• TEKSTFRAGMENT:

Eerder is aangegeven dat de primaire verantwoordelijkheid voor een zorgvuldige afstandsprocedure en bijbehorende dossiervorming bij de zendende landen lag en ligt. De aanname was hierbij tevens dat de Nederlandse overheid steeds zorgvuldig heeft gehandeld. De aangetroffen informatie werpt daar echter een ander licht op.
'Ik neem deze informatie zeer serieus. Deze signalen over mogelijke actieve betrokkenheid van Nederlandse overheidsfunctionarissen mogen niet genegeerd worden. Betrokkenen, zoals geadopteerden en belangenorganisaties, hebben er recht op dat dit grondig wordt uitgezocht', aldus minister Dekker.
Nederlandse echtparen zijn in het verleden afgereisd naar Brazilië waar zij een Braziliaanse baby hebben opgenomen in hun gezin. Dit kind hebben zij aldaar aangegeven als ware het hun eigen kind en vervolgens meegenomen naar Nederland. Met de Braziliaanse papieren werden de kinderen dan in Nederland bij de burgerlijke stand aangegeven. Mogelijk waren ook Nederlandse overheidsfunctionarissen betrokken bij deze illegale adopties uit Brazilië.
De toenmalige Rijkspolitie heeft begin jaren 80 onderzoek gedaan naar deze illegale adopties uit Brazilië en de mogelijke strafbaarheid van de betreffende Nederlandse echtparen. In 42 gevallen heeft de Rijkspolitie geconstateerd dat er sprake is geweest van strafbaar handelen. De strafzaken tegen deze betreffende Nederlandse echtparen zijn uiteindelijk geseponeerd. Verder blijkt uit de stukken dat er mogelijk een verzoek is gedaan om de betrokkenheid van de Nederlandse overheidsfunctionarissen buiten het onderzoek van de Rijkspolitie te houden.

• AANGELEVERD MATERIAAL:
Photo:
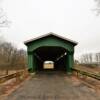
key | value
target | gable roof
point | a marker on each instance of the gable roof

• OPDRACHT A:
Beantwoord aan de hand van het tekstfragment over illegale adopties uit Brazilië de volgende vragen:
(i) Wie zegt de woorden die tussen aanhalingstekens staan?
(ii) In hoeveel gevallen stelde de Rijkspolitie strafbaar handelen vast?
(iii) Wat gebeurde er uiteindelijk met de strafzaken tegen de betreffende Nederlandse echtparen?
• OPDRACHT B: Schrijf uit het tekstfragment over illegale adopties uit Brazilië letterlijk het deel over dat opent met de woorden "Eerder is aangegeven" en sluit met "aldus minister Dekker.".

• EINDANTWOORD A:
(i) Minister Dekker.
(ii) In 42 gevallen.
(iii) Ze zijn geseponeerd.

• EINDANTWOORD B:
Eerder is aangegeven dat de primaire verantwoordelijkheid voor een zorgvuldige afstandsprocedure en bijbehorende dossiervorming bij de zendende landen lag en ligt. De aanname was hierbij tevens dat de Nederlandse overheid steeds zorgvuldig heeft gehandeld. De aangetroffen informatie werpt daar echter een ander licht op.
'Ik neem deze informatie zeer serieus. Deze signalen over mogelijke actieve betrokkenheid van Nederlandse overheidsfunctionarissen mogen niet genegeerd worden. Betrokkenen, zoals geadopteerden en belangenorganisaties, hebben er recht op dat dit grondig wordt uitgezocht', aldus minister Dekker.